> [TASK REQUIREMENTS]: Copy the termination clause below word for word, in full.

Purchaser may (but shall not be obligated to) terminate this Agreement by delivering written notice of such termination to Sellers at any time prior to the expiration of the Approval Period, if, in Purchaser’s sole and absolute discretion, Purchaser decides not to consummate the purchase of the Property contemplated hereby.  In such event, this Agreement will terminate as of the date of such notice, and neither party shall have any further rights or obligations hereunder except for the Surviving Obligations.  If, in Purchaser’s sole and absolute discretion, Purchaser determines that it desires to consummate the purchase of the Property contemplated hereby, then Purchaser will give written notice thereof (the “Closing Notice”) to Sellers, prior to the expiration of the Approval Period.  In the event that Purchaser provides Sellers with the Closing Notice, then the Approval Period shall be deemed to have expired upon the date of Purchaser’s delivery of the Closing Notice and Purchaser will be deemed to have waived its termination rights under this Section 4.1.1, and the parties will proceed to Closing, subject to all other terms and conditions of this Agreement.  If Purchaser does not give Sellers the Closing Notice prior to the expiration of the Approval Period and has not previously terminated this Agreement by written notice to Sellers, then this Agreement automatically shall terminate upon the expiration of the Approval Period, and, in such event, neither party shall have any further rights or obligations hereunder except for the Surviving Obligations.  In either of such events terminating this Agreement, immediately following written request from Purchaser to the Escrow Agent,  the Escrow Agent shall return all of the Earnest Money to Purchaser, without the consent or joinder of Seller being required and notwithstanding any contrary instructions which might be provided by Seller.

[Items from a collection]
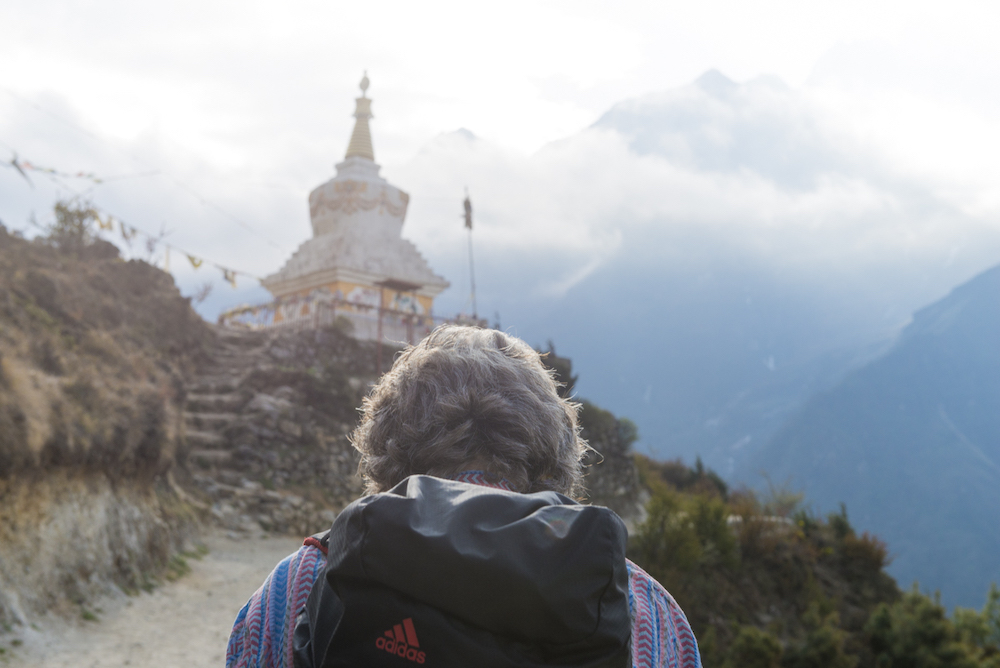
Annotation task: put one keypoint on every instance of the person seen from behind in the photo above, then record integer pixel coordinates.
(468, 548)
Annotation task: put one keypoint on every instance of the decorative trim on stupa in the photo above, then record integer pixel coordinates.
(360, 145)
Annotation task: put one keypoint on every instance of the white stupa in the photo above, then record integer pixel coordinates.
(357, 255)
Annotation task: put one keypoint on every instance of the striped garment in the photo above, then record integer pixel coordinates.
(262, 634)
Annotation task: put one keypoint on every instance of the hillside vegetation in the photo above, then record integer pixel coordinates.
(93, 351)
(911, 442)
(766, 583)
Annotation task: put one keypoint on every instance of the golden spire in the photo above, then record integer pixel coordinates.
(361, 138)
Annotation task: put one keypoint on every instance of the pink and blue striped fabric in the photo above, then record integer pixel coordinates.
(262, 634)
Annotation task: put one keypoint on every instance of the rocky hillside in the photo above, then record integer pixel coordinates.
(126, 422)
(93, 356)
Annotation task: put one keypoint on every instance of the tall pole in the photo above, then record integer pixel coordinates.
(378, 350)
(472, 268)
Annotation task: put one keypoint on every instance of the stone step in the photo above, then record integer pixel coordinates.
(215, 384)
(203, 439)
(209, 457)
(209, 421)
(211, 402)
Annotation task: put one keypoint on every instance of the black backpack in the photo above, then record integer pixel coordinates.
(442, 573)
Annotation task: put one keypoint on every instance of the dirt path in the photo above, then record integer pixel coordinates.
(184, 624)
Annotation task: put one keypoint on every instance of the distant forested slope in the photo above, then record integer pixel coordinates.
(911, 443)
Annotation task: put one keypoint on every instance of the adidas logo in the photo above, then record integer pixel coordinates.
(402, 641)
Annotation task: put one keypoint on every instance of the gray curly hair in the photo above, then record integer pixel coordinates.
(469, 398)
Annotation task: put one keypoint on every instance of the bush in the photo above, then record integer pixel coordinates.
(915, 633)
(753, 648)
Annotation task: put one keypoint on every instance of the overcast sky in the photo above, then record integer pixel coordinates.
(220, 117)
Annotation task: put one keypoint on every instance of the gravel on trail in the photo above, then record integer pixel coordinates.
(183, 624)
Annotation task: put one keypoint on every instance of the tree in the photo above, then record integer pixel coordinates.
(72, 230)
(915, 633)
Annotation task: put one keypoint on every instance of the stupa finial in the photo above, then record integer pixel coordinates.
(361, 139)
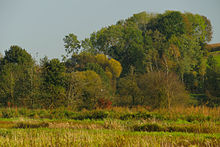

> [RESULT FOR THIS EXERCISE]:
Purchaser may (but shall not be obligated to) terminate this Agreement by delivering written notice of such termination to Sellers at any time prior to the expiration of the Approval Period, if, in Purchaser’s sole and absolute discretion, Purchaser decides not to consummate the purchase of the Property contemplated hereby.  In such event, this Agreement will terminate as of the date of such notice, and neither party shall have any further rights or obligations hereunder except for the Surviving Obligations.  If, in Purchaser’s sole and absolute discretion, Purchaser determines that it desires to consummate the purchase of the Property contemplated hereby, then Purchaser will give written notice thereof (the “Closing Notice”) to Sellers, prior to the expiration of the Approval Period.  In the event that Purchaser provides Sellers with the Closing Notice, then the Approval Period shall be deemed to have expired upon the date of Purchaser’s delivery of the Closing Notice and Purchaser will be deemed to have waived its termination rights under this Section 4.1.1, and the parties will proceed to Closing, subject to all other terms and conditions of this Agreement.  If Purchaser does not give Sellers the Closing Notice prior to the expiration of the Approval Period and has not previously terminated this Agreement by written notice to Sellers, then this Agreement automatically shall terminate upon the expiration of the Approval Period, and, in such event, neither party shall have any further rights or obligations hereunder except for the Surviving Obligations.  In either of such events terminating this Agreement, immediately following written request from Purchaser to the Escrow Agent,  the Escrow Agent shall return all of the Earnest Money to Purchaser, without the consent or joinder of Seller being required and notwithstanding any contrary instructions which might be provided by Seller.